[[ DATA LISTING open ]]
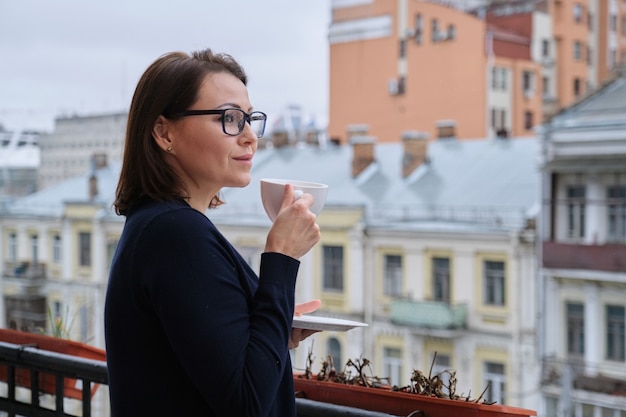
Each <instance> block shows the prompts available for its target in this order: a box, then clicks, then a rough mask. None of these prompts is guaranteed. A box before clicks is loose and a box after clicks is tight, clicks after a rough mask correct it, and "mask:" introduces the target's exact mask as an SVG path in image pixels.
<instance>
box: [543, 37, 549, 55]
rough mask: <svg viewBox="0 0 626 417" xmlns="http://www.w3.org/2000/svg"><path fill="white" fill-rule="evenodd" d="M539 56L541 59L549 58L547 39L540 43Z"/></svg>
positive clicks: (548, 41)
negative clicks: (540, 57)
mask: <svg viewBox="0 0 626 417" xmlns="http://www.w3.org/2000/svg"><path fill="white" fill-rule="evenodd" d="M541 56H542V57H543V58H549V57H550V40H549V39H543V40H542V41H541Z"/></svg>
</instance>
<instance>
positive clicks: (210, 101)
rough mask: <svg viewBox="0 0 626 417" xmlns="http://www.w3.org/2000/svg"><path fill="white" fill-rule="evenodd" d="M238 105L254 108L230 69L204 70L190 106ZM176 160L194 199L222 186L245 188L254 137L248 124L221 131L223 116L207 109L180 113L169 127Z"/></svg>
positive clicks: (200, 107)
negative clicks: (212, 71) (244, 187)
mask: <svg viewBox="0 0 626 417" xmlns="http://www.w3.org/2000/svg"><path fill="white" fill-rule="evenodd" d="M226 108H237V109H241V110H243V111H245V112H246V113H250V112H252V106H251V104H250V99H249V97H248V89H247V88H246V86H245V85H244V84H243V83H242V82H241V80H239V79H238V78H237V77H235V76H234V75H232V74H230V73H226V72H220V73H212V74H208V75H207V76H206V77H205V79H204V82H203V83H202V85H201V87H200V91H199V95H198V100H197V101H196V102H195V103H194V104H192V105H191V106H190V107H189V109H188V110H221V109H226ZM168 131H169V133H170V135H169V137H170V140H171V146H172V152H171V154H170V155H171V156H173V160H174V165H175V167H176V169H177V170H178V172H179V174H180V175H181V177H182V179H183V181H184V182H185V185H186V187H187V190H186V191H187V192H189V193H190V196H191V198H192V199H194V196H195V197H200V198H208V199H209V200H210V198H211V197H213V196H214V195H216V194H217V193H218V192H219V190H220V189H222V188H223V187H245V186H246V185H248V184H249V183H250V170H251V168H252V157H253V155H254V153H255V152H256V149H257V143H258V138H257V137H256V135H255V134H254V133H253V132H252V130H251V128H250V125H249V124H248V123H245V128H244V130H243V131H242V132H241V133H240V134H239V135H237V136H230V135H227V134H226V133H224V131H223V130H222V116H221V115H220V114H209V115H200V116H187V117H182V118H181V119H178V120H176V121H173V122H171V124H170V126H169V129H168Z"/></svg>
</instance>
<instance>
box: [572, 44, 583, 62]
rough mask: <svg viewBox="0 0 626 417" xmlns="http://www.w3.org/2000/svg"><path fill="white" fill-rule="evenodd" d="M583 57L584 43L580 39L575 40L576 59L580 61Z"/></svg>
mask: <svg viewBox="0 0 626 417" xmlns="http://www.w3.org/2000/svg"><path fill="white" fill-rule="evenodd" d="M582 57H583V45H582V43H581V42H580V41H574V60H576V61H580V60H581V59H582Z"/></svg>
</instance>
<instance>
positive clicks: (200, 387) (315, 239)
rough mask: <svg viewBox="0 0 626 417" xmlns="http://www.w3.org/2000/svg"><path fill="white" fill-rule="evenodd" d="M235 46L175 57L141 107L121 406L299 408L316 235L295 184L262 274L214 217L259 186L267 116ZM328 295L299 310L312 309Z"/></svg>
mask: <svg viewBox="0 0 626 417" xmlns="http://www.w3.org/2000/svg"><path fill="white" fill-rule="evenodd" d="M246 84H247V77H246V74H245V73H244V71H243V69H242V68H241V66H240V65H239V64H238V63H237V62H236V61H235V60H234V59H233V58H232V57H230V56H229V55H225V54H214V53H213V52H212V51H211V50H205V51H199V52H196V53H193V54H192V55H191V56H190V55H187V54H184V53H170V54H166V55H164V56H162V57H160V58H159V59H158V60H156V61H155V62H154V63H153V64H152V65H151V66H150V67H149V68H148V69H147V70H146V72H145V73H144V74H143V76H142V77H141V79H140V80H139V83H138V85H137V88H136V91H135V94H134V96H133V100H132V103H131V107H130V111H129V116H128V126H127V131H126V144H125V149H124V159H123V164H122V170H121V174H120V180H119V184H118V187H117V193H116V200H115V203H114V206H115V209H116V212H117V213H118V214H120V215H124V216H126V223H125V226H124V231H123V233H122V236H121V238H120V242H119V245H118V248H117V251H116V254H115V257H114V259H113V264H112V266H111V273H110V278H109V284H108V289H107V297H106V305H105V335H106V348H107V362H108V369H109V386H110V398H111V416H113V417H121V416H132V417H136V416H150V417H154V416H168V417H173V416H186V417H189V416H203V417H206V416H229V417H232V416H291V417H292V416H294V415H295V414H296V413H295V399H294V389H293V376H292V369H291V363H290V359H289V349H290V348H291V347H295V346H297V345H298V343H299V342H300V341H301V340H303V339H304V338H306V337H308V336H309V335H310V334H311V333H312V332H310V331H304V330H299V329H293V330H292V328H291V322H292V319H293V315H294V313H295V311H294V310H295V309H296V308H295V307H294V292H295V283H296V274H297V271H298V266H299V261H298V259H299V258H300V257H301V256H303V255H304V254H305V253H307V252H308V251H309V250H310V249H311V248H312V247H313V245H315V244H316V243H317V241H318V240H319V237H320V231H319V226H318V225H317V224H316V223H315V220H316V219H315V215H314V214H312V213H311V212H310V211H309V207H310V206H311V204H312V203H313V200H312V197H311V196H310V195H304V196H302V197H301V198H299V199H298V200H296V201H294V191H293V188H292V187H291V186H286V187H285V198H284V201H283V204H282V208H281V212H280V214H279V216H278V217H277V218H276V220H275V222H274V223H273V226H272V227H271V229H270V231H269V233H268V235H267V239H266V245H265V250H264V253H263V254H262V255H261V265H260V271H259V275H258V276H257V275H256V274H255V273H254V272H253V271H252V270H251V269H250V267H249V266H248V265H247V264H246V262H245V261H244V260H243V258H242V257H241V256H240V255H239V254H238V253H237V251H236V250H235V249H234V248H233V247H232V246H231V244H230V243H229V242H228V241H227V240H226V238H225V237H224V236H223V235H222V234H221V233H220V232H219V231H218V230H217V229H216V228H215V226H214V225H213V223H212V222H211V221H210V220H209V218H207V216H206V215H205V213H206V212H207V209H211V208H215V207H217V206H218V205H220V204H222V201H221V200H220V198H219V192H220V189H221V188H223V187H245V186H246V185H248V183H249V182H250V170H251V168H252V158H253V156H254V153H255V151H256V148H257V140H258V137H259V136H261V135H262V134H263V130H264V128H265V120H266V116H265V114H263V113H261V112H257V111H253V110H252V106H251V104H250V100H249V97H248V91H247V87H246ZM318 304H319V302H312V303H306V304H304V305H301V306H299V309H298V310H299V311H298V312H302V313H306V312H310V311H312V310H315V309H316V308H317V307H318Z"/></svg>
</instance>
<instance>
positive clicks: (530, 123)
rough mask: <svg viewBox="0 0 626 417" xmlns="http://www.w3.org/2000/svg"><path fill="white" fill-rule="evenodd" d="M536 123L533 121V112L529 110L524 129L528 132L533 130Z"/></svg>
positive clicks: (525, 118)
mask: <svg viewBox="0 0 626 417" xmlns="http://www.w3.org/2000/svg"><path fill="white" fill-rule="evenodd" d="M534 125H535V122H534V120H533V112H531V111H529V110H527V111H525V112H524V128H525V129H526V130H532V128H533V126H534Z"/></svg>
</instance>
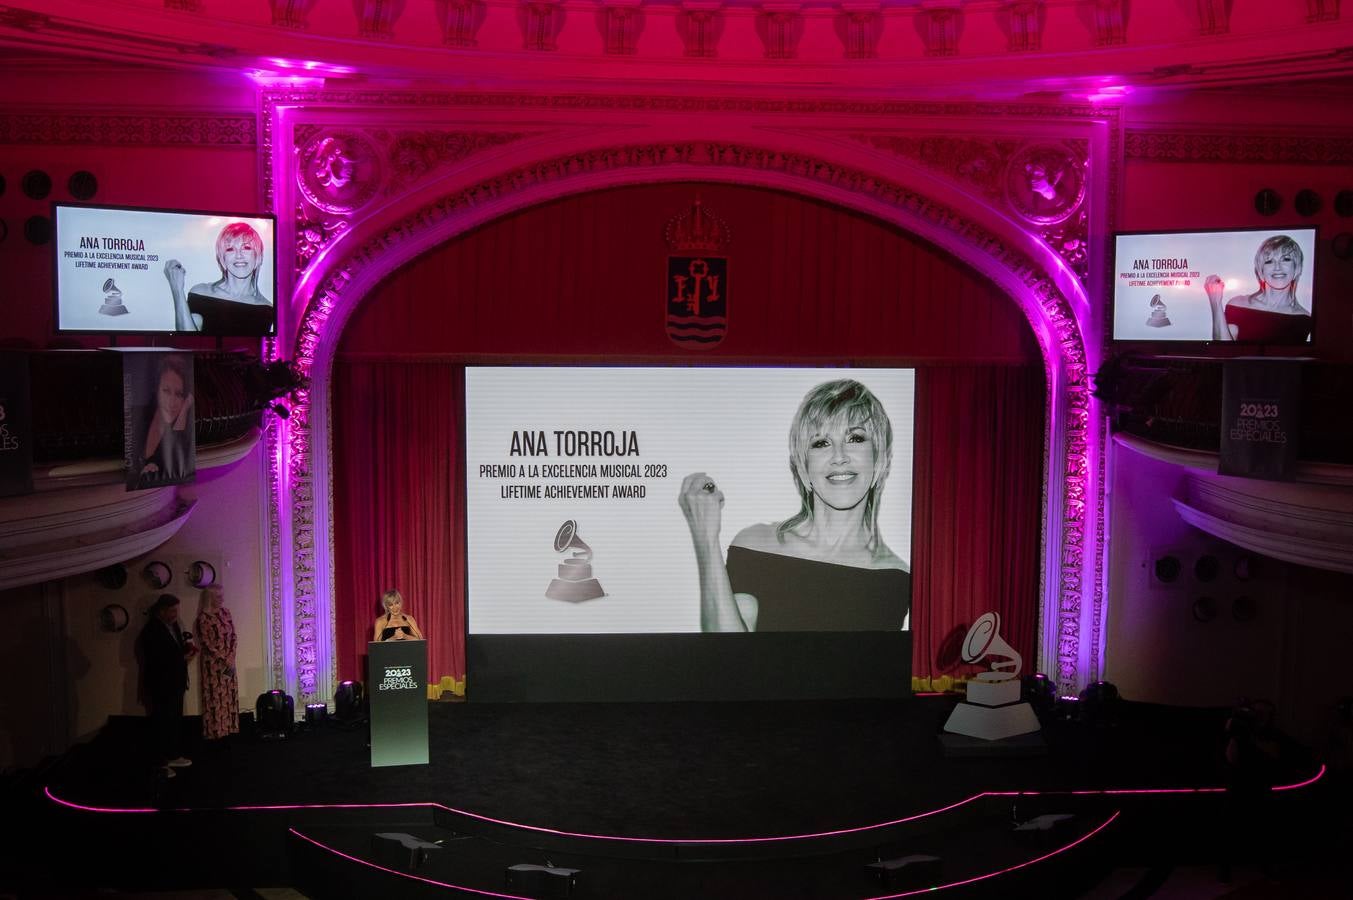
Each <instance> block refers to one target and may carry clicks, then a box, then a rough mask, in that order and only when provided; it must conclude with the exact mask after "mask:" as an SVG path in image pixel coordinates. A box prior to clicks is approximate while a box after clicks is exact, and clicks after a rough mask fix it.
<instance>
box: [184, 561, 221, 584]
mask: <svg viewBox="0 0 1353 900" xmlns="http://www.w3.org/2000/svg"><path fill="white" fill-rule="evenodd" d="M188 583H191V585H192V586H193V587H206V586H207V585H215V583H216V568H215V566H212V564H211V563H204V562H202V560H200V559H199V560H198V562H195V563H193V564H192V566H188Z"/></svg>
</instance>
[[ DATA LISTING closed ]]
WORK TO BE COMPLETED: Nothing but the lines from the first line of the data through the line with "positive clicks: (200, 107)" belongs in the answer, copied exactly and without pictures.

PROBLEM SOLUTION:
Each <instance> block shows the prompts available for its target in this order: a box, then clicks, then a rough mask. None of these prompts is guaranteed. A box before clicks is loose and a box after clicks is tight, clicks after a rough mask correct it, and "mask:" introduces the target's exact mask as an SVG path in image pixels.
<instance>
box: [543, 37, 549, 55]
rough mask: <svg viewBox="0 0 626 417" xmlns="http://www.w3.org/2000/svg"><path fill="white" fill-rule="evenodd" d="M539 56L541 59L549 58L547 39L540 43Z"/></svg>
positive clicks: (548, 41)
negative clicks: (540, 57)
mask: <svg viewBox="0 0 626 417" xmlns="http://www.w3.org/2000/svg"><path fill="white" fill-rule="evenodd" d="M541 56H542V57H543V58H549V57H550V40H549V39H543V40H542V41H541Z"/></svg>
</instance>
<instance>
positive clicks: (210, 101)
rough mask: <svg viewBox="0 0 626 417" xmlns="http://www.w3.org/2000/svg"><path fill="white" fill-rule="evenodd" d="M238 105L254 108L230 69L204 70L190 106ZM176 160L194 199L222 186L245 188L254 137L248 124L221 131L223 116L207 109L180 113L169 127Z"/></svg>
positive clicks: (200, 107)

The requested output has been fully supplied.